AIM: Please count the lines in the records below that contain the word "horizon", and reply with only that number.

Dataset records on object locations:
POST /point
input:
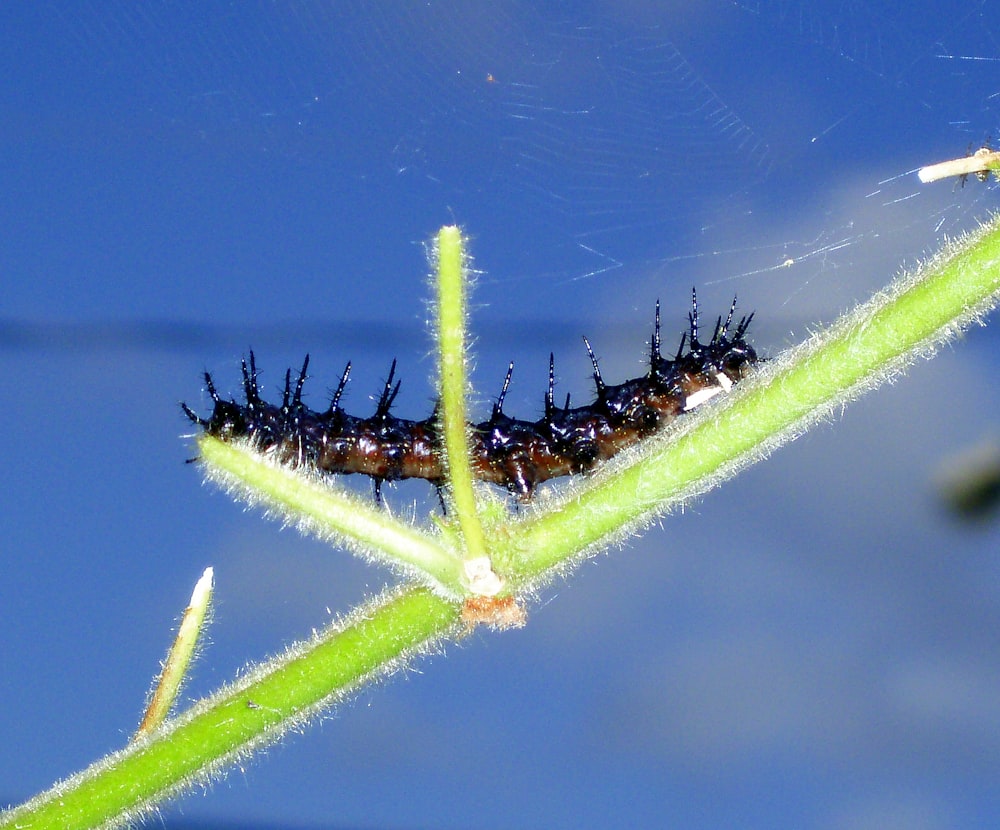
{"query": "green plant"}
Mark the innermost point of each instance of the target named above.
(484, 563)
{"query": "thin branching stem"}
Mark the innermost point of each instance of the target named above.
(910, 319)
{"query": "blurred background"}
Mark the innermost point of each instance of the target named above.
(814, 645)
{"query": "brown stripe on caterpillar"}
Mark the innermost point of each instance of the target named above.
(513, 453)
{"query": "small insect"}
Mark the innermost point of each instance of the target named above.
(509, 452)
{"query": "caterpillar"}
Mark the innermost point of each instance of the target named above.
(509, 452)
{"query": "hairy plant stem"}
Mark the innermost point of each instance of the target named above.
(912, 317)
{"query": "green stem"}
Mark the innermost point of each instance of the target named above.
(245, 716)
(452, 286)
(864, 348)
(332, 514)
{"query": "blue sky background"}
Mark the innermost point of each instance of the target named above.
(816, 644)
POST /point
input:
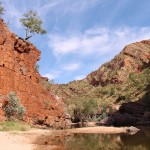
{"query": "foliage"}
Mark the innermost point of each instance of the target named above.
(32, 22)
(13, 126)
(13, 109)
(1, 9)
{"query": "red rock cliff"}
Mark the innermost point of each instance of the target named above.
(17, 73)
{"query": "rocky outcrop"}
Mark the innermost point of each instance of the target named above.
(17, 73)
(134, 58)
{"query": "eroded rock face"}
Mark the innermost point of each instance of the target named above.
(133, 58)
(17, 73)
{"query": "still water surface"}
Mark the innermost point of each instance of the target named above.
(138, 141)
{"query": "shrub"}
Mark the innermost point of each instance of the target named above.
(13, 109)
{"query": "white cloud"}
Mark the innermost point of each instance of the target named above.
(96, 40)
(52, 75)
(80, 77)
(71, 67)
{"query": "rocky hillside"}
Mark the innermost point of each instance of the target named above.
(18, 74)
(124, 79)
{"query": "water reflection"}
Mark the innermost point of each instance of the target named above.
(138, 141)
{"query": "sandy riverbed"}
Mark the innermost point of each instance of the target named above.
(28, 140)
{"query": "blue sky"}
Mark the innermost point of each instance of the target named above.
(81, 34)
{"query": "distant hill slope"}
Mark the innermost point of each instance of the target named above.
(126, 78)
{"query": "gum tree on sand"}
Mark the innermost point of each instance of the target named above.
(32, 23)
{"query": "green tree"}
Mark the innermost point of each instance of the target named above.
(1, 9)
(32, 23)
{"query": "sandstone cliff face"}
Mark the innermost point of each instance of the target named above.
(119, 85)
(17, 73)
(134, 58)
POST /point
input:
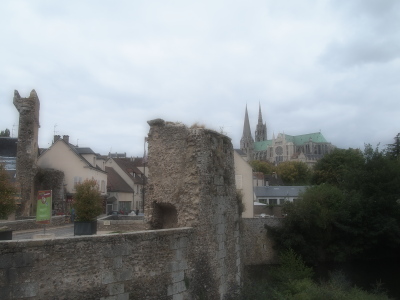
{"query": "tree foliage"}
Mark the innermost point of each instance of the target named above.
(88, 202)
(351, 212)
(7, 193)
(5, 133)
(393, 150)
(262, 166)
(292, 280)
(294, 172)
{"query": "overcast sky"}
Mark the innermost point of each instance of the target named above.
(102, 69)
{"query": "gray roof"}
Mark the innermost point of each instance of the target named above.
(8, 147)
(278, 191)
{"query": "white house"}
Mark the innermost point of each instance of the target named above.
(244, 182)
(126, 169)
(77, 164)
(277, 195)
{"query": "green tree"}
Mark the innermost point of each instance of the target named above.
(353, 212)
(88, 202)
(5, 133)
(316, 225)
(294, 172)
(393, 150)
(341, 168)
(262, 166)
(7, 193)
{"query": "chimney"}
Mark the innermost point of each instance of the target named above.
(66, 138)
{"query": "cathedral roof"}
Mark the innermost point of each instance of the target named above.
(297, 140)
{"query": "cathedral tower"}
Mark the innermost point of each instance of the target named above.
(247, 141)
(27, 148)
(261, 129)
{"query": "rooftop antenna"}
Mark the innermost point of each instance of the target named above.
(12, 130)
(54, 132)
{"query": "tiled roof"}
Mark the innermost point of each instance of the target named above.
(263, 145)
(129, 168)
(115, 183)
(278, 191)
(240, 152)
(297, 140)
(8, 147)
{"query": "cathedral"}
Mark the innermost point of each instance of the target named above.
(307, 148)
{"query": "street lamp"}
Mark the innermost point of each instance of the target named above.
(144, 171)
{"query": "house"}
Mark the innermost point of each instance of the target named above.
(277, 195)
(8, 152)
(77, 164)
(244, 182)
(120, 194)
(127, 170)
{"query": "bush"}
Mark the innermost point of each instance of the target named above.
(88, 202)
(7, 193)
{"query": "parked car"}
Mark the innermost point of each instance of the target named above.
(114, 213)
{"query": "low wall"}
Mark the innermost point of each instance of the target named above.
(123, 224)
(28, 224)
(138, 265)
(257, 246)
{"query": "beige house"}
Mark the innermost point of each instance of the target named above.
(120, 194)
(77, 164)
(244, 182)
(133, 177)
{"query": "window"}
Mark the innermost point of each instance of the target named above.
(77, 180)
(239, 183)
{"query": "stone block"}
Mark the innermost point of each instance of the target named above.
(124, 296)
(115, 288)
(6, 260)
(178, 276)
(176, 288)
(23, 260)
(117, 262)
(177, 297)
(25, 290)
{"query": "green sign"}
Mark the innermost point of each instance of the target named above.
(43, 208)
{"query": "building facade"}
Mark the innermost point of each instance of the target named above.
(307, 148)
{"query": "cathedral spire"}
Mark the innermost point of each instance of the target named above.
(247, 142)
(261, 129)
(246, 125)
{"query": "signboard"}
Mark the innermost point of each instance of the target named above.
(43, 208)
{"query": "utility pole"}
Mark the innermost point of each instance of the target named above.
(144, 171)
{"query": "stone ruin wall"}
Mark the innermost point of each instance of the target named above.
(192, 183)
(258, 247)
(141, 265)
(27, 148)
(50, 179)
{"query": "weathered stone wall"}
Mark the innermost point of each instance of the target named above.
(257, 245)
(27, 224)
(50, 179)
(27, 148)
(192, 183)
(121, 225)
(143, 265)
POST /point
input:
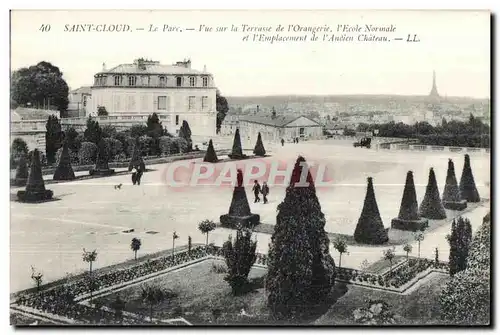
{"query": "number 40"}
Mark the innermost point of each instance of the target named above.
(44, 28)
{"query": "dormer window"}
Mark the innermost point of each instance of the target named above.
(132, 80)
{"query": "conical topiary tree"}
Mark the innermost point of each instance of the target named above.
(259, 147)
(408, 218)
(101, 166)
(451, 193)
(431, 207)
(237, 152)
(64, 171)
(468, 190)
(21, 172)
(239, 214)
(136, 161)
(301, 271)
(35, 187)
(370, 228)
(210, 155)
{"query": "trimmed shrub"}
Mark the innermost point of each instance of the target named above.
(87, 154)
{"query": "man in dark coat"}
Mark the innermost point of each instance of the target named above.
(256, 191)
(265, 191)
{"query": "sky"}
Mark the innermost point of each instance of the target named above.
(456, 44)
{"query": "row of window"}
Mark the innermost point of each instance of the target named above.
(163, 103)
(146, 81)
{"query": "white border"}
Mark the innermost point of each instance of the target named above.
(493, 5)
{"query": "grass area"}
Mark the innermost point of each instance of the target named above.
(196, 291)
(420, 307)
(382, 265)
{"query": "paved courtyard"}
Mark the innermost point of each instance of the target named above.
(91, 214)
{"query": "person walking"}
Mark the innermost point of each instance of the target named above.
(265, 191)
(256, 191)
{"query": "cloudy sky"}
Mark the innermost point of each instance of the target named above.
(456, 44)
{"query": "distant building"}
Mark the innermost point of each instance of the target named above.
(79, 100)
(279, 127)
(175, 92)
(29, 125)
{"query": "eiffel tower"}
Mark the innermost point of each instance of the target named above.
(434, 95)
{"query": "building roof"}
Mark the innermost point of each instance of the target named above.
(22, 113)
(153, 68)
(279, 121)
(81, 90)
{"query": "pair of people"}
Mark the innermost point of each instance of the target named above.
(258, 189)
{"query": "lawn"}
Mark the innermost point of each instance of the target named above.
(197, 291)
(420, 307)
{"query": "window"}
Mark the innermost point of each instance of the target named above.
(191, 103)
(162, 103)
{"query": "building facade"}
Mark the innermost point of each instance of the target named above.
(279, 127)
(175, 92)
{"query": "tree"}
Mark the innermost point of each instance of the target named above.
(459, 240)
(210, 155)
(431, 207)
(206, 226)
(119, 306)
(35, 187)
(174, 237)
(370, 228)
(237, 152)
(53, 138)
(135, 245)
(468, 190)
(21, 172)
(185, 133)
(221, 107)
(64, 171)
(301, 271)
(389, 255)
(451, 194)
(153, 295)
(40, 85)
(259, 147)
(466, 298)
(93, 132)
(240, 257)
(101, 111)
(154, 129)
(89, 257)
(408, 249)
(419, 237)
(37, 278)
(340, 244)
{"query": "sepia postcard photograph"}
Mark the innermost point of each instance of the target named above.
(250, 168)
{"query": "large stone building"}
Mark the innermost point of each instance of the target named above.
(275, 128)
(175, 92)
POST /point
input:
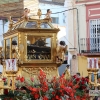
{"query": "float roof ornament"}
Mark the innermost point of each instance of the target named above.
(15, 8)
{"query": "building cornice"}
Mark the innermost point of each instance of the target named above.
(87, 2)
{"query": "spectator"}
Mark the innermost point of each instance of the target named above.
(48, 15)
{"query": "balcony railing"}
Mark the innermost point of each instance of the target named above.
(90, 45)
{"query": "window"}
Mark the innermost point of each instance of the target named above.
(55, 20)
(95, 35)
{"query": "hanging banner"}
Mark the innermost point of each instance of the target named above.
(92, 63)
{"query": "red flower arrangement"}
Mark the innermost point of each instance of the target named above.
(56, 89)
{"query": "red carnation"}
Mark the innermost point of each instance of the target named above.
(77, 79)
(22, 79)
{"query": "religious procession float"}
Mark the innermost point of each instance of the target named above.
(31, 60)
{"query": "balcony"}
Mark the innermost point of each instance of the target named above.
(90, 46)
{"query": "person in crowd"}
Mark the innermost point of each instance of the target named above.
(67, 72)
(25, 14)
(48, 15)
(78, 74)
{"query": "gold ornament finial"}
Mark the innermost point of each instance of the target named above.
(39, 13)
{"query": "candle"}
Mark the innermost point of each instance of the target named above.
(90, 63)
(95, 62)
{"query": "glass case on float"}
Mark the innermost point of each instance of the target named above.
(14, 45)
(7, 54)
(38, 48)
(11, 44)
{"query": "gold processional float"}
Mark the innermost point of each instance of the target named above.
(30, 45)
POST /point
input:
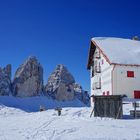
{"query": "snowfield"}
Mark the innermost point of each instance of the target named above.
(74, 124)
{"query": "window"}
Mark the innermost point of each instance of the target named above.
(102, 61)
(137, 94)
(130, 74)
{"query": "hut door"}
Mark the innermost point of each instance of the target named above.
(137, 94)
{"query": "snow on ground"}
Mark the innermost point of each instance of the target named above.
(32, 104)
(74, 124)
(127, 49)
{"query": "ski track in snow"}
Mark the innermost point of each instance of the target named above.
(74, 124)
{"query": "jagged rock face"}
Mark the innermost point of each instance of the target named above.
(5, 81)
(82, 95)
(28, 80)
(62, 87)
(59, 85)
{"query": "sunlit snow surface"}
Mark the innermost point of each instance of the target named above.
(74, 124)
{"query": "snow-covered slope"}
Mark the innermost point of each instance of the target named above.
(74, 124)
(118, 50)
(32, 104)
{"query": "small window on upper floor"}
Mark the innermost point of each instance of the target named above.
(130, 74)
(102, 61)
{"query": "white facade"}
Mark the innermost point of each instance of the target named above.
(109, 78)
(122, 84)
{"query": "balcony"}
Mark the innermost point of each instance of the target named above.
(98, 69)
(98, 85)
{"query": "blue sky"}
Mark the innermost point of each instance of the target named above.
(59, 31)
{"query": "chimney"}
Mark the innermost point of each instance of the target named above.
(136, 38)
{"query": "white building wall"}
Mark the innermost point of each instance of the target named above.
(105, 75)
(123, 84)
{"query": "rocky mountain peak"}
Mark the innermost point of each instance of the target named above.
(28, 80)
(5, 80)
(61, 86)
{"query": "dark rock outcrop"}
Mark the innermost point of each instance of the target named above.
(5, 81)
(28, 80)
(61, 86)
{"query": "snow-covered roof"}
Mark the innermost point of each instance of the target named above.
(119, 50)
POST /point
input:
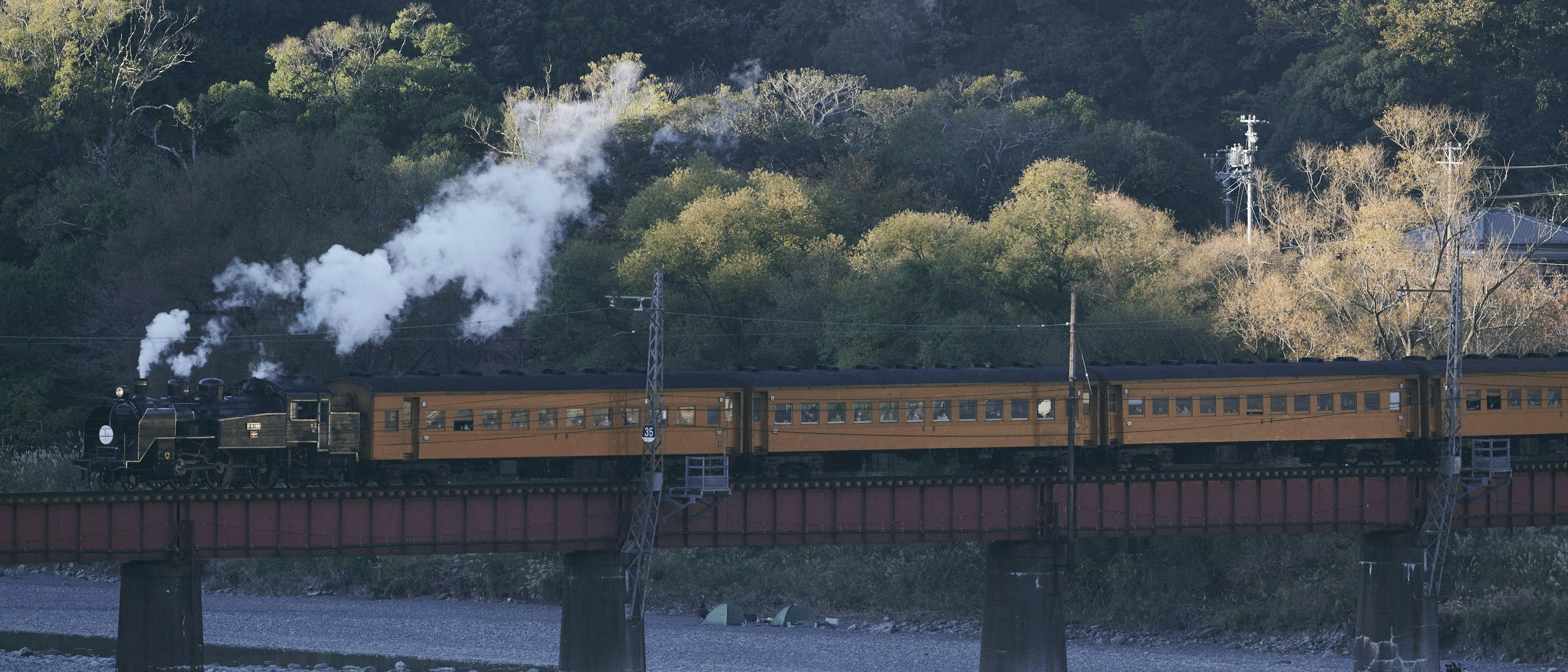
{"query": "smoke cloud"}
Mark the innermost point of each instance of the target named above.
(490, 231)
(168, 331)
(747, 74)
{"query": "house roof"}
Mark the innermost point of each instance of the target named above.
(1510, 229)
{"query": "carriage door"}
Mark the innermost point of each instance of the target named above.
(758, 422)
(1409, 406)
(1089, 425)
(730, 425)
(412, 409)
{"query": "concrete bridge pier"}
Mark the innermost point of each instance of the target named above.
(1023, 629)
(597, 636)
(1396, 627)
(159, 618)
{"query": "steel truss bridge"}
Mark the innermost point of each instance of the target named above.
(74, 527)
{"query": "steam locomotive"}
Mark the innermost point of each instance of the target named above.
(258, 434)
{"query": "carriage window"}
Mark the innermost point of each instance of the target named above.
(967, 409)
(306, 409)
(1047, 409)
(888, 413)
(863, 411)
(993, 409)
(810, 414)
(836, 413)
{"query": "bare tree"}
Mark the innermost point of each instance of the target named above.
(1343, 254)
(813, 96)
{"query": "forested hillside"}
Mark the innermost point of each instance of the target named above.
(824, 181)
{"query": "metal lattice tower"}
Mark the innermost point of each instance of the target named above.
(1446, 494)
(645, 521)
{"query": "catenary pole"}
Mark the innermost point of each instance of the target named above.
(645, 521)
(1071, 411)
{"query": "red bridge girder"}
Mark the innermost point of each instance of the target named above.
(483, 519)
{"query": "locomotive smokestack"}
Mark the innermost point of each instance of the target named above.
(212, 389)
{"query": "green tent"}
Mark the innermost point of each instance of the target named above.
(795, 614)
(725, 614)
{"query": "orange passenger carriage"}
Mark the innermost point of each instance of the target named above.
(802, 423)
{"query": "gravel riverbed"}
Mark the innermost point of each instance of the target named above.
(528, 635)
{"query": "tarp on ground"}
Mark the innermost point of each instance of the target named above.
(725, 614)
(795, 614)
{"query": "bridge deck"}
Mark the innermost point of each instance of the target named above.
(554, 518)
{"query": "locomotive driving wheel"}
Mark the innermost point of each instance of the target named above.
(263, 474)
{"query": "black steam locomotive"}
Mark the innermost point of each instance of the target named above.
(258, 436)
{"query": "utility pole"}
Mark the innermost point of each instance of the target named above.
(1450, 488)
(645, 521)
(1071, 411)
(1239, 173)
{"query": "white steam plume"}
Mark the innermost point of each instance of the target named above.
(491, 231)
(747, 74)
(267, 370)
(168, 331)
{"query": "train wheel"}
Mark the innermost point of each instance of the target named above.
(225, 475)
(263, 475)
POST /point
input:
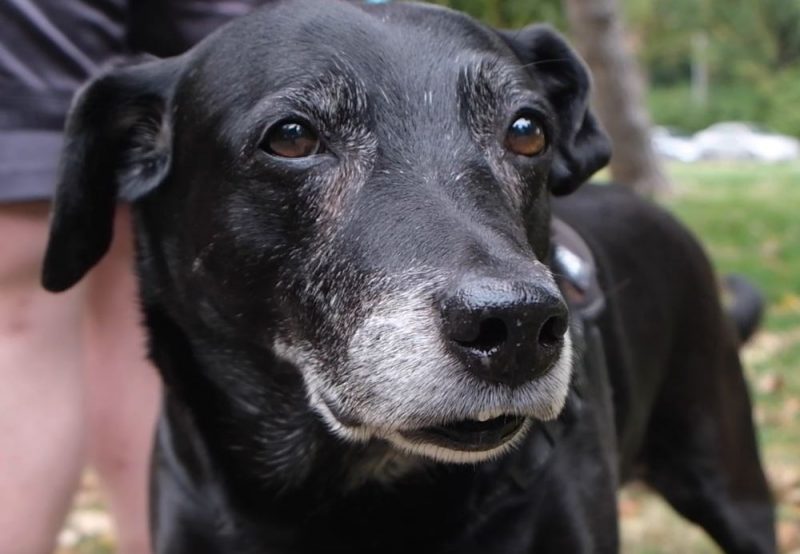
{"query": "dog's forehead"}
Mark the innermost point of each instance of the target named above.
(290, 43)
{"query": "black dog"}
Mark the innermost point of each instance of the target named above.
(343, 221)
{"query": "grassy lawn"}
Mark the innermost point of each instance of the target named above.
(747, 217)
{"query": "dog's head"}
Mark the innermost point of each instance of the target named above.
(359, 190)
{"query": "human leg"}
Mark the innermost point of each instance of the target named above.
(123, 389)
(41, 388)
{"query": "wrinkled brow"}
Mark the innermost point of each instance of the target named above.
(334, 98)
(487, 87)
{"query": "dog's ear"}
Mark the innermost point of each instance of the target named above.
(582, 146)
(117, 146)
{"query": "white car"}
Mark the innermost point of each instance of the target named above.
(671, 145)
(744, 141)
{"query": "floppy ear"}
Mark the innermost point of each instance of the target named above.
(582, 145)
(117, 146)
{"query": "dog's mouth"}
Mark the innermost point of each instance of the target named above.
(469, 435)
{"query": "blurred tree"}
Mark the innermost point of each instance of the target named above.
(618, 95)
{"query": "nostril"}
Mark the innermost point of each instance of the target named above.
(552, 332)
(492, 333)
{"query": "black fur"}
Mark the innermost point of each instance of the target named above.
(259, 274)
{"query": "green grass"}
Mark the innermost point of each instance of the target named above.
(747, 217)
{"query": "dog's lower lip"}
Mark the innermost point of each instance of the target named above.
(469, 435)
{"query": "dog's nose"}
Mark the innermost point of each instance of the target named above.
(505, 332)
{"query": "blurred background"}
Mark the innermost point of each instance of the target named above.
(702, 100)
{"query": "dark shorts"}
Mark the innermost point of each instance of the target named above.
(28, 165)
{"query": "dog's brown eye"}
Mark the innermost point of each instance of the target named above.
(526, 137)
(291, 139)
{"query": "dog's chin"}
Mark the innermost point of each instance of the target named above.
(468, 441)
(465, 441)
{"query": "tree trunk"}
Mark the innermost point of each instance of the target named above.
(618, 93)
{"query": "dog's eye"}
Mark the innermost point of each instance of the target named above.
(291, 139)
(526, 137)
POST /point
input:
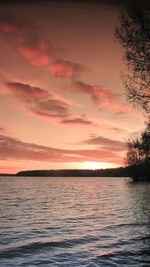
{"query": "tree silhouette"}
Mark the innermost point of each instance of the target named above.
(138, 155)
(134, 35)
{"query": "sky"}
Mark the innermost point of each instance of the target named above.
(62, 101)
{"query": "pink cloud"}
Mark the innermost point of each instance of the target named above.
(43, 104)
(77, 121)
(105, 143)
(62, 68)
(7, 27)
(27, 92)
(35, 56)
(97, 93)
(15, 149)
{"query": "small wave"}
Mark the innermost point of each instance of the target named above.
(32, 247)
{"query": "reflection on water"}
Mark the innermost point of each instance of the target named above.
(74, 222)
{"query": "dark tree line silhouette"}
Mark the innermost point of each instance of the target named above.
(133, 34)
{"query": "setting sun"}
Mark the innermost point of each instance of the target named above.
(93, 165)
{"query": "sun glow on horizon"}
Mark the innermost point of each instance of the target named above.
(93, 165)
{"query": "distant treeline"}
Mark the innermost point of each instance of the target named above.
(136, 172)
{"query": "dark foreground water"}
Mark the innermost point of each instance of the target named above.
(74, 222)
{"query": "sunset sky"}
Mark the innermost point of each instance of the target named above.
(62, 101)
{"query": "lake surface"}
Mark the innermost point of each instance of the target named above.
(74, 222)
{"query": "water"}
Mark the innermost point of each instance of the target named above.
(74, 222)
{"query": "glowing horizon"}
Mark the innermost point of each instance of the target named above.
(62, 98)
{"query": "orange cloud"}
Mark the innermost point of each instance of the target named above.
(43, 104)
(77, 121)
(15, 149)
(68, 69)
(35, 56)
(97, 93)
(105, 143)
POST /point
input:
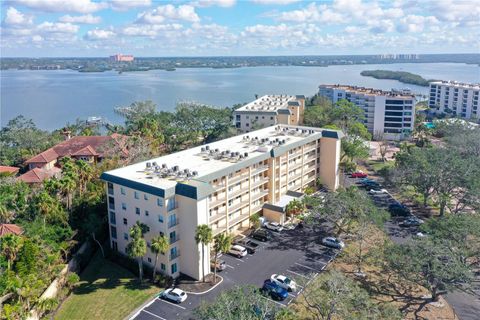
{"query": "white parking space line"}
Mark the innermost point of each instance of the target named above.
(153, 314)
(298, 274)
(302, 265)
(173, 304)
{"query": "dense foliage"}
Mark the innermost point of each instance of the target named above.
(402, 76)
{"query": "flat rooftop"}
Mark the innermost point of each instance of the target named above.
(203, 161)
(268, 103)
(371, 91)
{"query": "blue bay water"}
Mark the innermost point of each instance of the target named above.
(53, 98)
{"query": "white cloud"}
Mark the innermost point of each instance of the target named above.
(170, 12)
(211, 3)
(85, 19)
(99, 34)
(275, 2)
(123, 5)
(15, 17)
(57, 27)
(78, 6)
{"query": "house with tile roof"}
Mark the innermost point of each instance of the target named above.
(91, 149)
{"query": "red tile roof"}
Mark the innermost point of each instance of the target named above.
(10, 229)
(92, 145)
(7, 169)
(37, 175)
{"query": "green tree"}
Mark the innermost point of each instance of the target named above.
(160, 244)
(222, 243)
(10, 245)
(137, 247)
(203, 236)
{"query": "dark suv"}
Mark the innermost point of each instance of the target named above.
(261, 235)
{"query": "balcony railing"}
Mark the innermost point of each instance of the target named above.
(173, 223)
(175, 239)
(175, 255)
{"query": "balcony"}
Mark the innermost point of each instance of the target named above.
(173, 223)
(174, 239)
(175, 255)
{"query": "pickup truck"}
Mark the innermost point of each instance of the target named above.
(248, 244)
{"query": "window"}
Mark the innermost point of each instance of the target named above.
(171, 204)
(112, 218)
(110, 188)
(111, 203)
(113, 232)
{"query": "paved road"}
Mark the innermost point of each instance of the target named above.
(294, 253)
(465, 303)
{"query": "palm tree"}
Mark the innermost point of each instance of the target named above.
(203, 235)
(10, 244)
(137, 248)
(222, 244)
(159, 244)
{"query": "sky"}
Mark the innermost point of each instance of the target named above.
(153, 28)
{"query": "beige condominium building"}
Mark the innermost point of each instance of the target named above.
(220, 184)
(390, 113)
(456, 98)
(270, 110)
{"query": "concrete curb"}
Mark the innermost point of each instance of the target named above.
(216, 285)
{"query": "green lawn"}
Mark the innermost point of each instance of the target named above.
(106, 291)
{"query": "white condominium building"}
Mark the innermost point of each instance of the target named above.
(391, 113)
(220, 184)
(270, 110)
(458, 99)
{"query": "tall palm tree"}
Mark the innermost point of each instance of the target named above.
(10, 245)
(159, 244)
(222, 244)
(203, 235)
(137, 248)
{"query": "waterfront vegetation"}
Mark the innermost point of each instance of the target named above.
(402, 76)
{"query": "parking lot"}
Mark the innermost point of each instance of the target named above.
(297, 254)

FULL OUTPUT: 2